• _Stated task_:
Omit the pictures, please, and give each record below again exactly.

- - - - - - -

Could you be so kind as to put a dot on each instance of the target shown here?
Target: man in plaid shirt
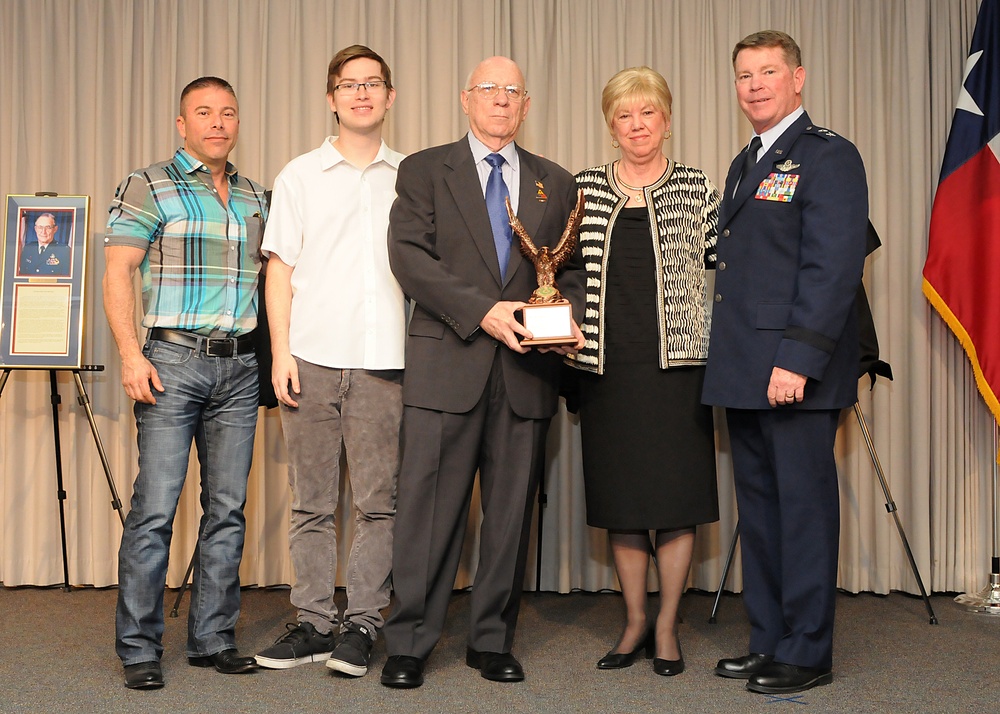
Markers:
(192, 227)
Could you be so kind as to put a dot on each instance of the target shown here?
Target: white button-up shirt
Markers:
(329, 220)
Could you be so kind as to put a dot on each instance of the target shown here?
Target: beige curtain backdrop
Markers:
(88, 91)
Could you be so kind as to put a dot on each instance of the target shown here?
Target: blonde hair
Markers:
(635, 84)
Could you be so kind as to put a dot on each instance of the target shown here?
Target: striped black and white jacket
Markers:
(683, 210)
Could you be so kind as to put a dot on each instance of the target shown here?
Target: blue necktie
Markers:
(750, 160)
(496, 193)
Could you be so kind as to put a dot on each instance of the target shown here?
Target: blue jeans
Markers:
(212, 400)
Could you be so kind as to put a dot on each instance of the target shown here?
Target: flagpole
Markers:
(987, 600)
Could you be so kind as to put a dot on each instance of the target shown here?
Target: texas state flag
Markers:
(962, 272)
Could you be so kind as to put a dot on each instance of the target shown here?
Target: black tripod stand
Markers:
(84, 401)
(890, 506)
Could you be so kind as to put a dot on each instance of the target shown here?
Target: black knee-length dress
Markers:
(648, 441)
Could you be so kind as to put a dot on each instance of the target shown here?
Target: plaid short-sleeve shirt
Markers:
(202, 257)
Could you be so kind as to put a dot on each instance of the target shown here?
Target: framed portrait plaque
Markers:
(42, 281)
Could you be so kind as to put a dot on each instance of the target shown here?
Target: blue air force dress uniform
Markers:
(790, 256)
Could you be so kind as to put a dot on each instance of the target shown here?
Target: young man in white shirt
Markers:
(337, 321)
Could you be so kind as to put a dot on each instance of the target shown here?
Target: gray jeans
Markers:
(362, 410)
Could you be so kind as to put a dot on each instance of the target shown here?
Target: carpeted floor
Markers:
(57, 655)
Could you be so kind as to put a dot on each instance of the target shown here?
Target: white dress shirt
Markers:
(329, 220)
(511, 170)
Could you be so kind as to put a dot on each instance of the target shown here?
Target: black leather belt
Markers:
(211, 346)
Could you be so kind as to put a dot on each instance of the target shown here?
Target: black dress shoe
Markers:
(145, 675)
(495, 666)
(620, 660)
(780, 678)
(742, 667)
(227, 662)
(403, 672)
(669, 667)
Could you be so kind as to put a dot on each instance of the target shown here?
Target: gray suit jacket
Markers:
(442, 253)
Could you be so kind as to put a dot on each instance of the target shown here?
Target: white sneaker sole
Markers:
(353, 670)
(271, 663)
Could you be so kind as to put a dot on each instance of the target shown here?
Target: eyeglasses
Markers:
(352, 87)
(490, 89)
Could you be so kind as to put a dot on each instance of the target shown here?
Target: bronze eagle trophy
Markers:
(548, 261)
(548, 315)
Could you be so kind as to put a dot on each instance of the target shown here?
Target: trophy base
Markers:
(551, 324)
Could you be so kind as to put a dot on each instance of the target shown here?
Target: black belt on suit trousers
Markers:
(210, 346)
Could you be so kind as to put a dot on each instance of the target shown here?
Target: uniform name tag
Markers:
(777, 187)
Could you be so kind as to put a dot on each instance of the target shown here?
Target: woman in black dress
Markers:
(648, 442)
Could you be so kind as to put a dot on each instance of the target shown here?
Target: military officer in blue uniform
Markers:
(783, 360)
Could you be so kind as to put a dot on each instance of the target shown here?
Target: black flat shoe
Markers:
(402, 672)
(227, 662)
(742, 667)
(621, 660)
(495, 666)
(780, 678)
(669, 667)
(145, 675)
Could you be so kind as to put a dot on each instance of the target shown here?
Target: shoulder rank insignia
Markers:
(540, 193)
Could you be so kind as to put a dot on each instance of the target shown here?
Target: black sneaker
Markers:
(302, 644)
(353, 650)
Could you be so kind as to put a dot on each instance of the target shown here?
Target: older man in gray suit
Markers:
(474, 397)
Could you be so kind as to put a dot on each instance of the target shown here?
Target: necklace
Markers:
(638, 192)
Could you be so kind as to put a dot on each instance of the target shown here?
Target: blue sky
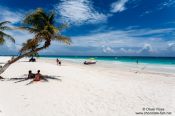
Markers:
(101, 27)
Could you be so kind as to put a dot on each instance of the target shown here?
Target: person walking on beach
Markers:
(57, 61)
(60, 63)
(137, 61)
(37, 76)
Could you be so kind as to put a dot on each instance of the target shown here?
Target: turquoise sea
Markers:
(129, 59)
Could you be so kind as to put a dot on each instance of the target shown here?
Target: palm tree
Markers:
(3, 35)
(42, 25)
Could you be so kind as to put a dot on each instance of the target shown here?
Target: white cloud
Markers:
(108, 49)
(10, 15)
(147, 48)
(118, 6)
(79, 11)
(133, 42)
(166, 4)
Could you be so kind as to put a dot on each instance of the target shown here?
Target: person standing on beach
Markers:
(137, 61)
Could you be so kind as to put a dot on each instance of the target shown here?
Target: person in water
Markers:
(57, 61)
(37, 76)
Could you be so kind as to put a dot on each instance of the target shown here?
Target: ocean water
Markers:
(129, 59)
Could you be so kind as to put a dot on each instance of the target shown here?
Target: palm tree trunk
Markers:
(19, 57)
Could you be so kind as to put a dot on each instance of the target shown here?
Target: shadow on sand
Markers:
(44, 78)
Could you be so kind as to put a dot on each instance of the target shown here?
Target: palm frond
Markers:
(30, 29)
(4, 35)
(2, 40)
(62, 27)
(63, 39)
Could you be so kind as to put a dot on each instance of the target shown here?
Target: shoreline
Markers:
(88, 90)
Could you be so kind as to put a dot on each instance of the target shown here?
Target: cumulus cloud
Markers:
(79, 12)
(118, 6)
(126, 42)
(147, 48)
(10, 15)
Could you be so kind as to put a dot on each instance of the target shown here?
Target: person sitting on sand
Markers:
(37, 76)
(30, 75)
(60, 63)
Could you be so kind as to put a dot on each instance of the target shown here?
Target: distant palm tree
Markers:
(42, 25)
(3, 35)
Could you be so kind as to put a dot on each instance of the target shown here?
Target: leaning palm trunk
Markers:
(19, 57)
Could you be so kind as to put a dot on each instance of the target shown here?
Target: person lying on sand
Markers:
(37, 76)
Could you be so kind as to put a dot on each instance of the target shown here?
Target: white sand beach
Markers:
(104, 89)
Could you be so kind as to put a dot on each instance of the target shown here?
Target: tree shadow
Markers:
(44, 78)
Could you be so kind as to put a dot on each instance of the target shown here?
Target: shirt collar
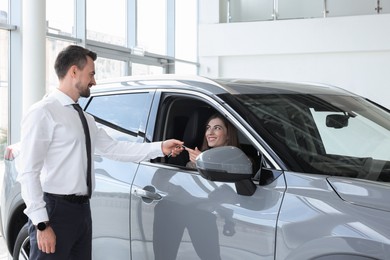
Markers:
(64, 99)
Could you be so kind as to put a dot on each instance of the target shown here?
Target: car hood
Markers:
(364, 193)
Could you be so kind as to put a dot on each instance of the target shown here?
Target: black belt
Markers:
(73, 198)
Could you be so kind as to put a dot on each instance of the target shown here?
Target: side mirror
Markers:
(227, 164)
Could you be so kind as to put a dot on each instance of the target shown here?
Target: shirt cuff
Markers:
(38, 216)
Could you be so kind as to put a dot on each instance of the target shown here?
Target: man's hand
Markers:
(193, 153)
(172, 147)
(46, 240)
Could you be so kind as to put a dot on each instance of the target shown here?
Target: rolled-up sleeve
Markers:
(125, 151)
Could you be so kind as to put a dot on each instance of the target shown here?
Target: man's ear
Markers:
(72, 71)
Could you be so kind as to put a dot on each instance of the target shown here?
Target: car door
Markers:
(177, 214)
(123, 117)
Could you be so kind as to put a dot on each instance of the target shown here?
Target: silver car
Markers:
(309, 180)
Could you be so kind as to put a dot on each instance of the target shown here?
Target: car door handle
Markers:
(147, 194)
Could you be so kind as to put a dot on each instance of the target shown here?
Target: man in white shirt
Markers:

- - - - - - -

• _Response to this task_:
Could you be so kind as to put a dot on each instance of the target shown here?
Target: man in plaid shirt
Markers:
(192, 227)
Could you be so kind as to put a dot on each instance of the target shown here?
Target: white button-up shirt
Markers:
(329, 220)
Could you be so kind as to put a dot on each instance of the target shown here?
Target: beige curtain backdrop
Markers:
(88, 91)
Could you be so kind as to put a dot on each instance of the target shown here?
Target: blonde hair
Markers:
(635, 84)
Could you be so kind as to put a dot on each instance of the target shown here?
Target: striped black and white jacket
Markers:
(683, 210)
Could you be so kind as to put a dot on each instance of the target shown here?
Target: blue necktie
Markers:
(750, 160)
(496, 193)
Could you be so kind as to put a dot on each instance of the target shown here?
Target: blue jeans
Markers:
(212, 400)
Could you be so kind as to put a dot on each instance of the target shown here?
Target: flagpole
Markers:
(987, 600)
Could you be so kind as to put a dot on each instance of the target shown here?
Target: texas state flag
Markers:
(962, 272)
Could you be so kind as to put a dot on each instance of the target shown here?
Target: black tripod stand
Markers:
(84, 401)
(890, 506)
Could you be so kind as to put a dot on each instance of the target shown here?
Target: black knee-length dress
Markers:
(648, 441)
Could you be so kind as to put a dot on each instance of the target shown here?
Target: plaid short-sleeve shirt
Markers:
(202, 257)
Could you be so kind as to put a dot on each instance of the target shown here?
Target: framed portrait plaque
Markers:
(42, 281)
Could you be so kind as to put a dot on each instance of the target shown here?
Target: blue air force dress uniform
Markers:
(790, 256)
Could you be so kind as to put a dot on each instance of the target shown here?
Target: young man in white shirt
Markers:
(337, 321)
Could you be so kind as to put a dot on each instance of the target shown here?
Target: gray jeans
Markers:
(362, 410)
Could you be so kind as to put a dot on each instance of the target shown here?
Target: carpeted floor
Markers:
(57, 655)
Could you be so kind as to put a dot on each instance of the target shown here?
Target: white dress shirt
Markers:
(329, 220)
(511, 170)
Could you be so kind as to put a dot on each instance of the target shown here?
Target: black leather belt
Markers:
(211, 346)
Could you be so kind as to put a dot on each instance of the target shown here?
Target: black dress shoe
Markers:
(145, 675)
(495, 666)
(620, 660)
(780, 678)
(742, 667)
(227, 662)
(403, 672)
(669, 667)
Could you be so kind as to put a dot on each instance of the target shown here?
Target: gray suit jacket
Markers:
(442, 253)
Could you be so kind as to put a dot on each instance of the target shown here?
Target: white sneaker sole
Markers:
(353, 670)
(271, 663)
Could you be so kind as to put a dot on each instance of the target shown here?
Target: eyeglasses
Markers:
(352, 87)
(490, 89)
Could you be so kind as to put a dot on each instance of the target shown here?
Target: bronze eagle trophy
Markers:
(548, 261)
(548, 315)
Could you be so kind as to put a dot on each instance of the target shown here?
Target: trophy base
Markers:
(551, 324)
Could you be so kind as to put a dot on each instance of the target shown here?
Target: black belt on suit trousers
Markers:
(210, 346)
Could you be so kind as to put a dot on each instance of the target shown here?
Target: uniform name tag
Markers:
(777, 187)
Could you be so kind as to put a dot on each instance of the target shown here?
Target: woman in black dress
Markers:
(648, 442)
Could you be so kind as to put a dot on each instance of the target shown here?
Target: military officer in blue uniform
Markers:
(783, 360)
Could you be so kind as to put a dot on each instance of the target shown here?
Target: black flat shoe
Markers:
(402, 672)
(227, 662)
(742, 667)
(621, 660)
(495, 666)
(780, 678)
(669, 667)
(145, 675)
Could you be so kind as to put a dot on each instance of the target shown here?
Target: shoulder rank insignia
Markers:
(540, 193)
Could you be so kind as to put a dot on each instance of the target shown here?
Target: black sneaker
Markers:
(302, 644)
(353, 650)
Could you be so kind as to put a dot on each instance of the target shown here?
Target: older man in gray suit
Markers:
(474, 397)
Could you be so kind as to put a dot on each instance of the target shown here?
Target: necklace
Markers:
(638, 192)
Could you be so kind as to put a dot on each instance of the target shown here?
Target: blue sky
Markers:
(101, 27)
Could you be so kind as to put a dot on each instance of the target shown here?
Target: person walking on beach
Markers:
(57, 61)
(60, 63)
(137, 61)
(37, 76)
Could you be so kind as to put a dot on each instance of the target shown here?
Target: turquoise sea
Markers:
(129, 59)
Could you be so kind as to put a dot on each instance of the target shown here?
Target: palm tree
Markers:
(3, 35)
(42, 25)
Could you be so kind as to put a dot on each instance of the target shown here?
Target: white cloud
Markers:
(108, 49)
(10, 15)
(147, 48)
(118, 6)
(79, 11)
(133, 42)
(166, 4)
Could you be so kind as to put a dot on each instance of the target shown here?
Target: person standing on beach
Markers:
(137, 61)
Could you be so kind as to put a dot on each instance of the target shown here?
Target: person in water
Markers:
(57, 61)
(37, 76)
Could you be so kind as to put a dot on each instance of the target shown here?
Target: ocean water
Markers:
(129, 59)
Could you be so kind as to put a dot on each instance of the target shown here?
Target: palm tree trunk
Markers:
(19, 57)
Could you be so kind as to put a dot on each instance of the target shown here?
Target: shadow on sand
Markers:
(44, 78)
Could you be so kind as to put a dot on each instance of the target shown here?
Target: palm frond
Markers:
(30, 29)
(4, 35)
(2, 40)
(62, 27)
(63, 39)
Could you be so kind as to put a dot on each instance of the target shown here?
Target: shoreline
Markers:
(88, 90)
Could you be so kind as to put a dot on each instance of the target shown here?
Target: cumulus cloud
Markers:
(79, 12)
(118, 6)
(126, 42)
(147, 48)
(10, 15)
Could you be so kind as to put a dot on each instance of the target shown here?
Target: person sitting on sand
Markers:
(37, 76)
(30, 75)
(60, 63)
Could you be so kind as to put a dot on each instance of the target shown here?
Target: distant palm tree
Markers:
(42, 25)
(3, 35)
Could you be so kind as to put a dot on each instance of the target shown here?
Target: leaning palm trunk
Markers:
(19, 57)
Could you be so kind as to put a dot on each instance of the target shown here?
Target: person lying on sand
Markers:
(37, 76)
Could you be so kind as to put a dot on each instance of the target shown here?
Target: white sand beach
Markers:
(104, 89)
Could you be so kind as to put a dot on each instance of the target shown here?
Target: tree shadow
Markers:
(44, 78)
Could you be so kind as to put a dot on each instance of the target shown here?
Target: shirt collar
Markers:
(64, 99)
Could you be so kind as to put a dot on each instance of the target shown here?
Target: car hood
Markers:
(364, 193)
Could you be so kind as to put a dot on each instance of the target shown here?
Target: black belt
Markers:
(73, 198)
Could you be so kind as to put a dot on each instance of the target shown here?
Target: side mirror
Markers:
(227, 164)
Could you be so kind as to put a dot on each instance of the target shown here?
Target: shirt cuff
Markers:
(38, 216)
Could you be so kind as to put a dot on each instance of the target shown here?
Target: man's hand
Markers:
(193, 153)
(172, 147)
(46, 240)
Could you be so kind as to put a dot on each instance of the target shown here?
Target: rolled-up sleeve
Markers:
(125, 151)
Could you be so kind as to put a dot on each instance of the target shown here?
Target: man's ear
Markers:
(72, 71)
Could you be so kind as to put a dot on each instance of the target shown here?
Target: car door
Markers:
(177, 214)
(123, 117)
Could you be so kind as to put a dot on each instance of the target shown here?
Target: silver car
Markers:
(309, 180)
Could you be so kind as to put a dot on each instance of the target shown here?
Target: car door handle
Markers:
(147, 194)
Could you be so kind as to put a dot on each instance of the target shown here?
Target: man in white shirt
Markers:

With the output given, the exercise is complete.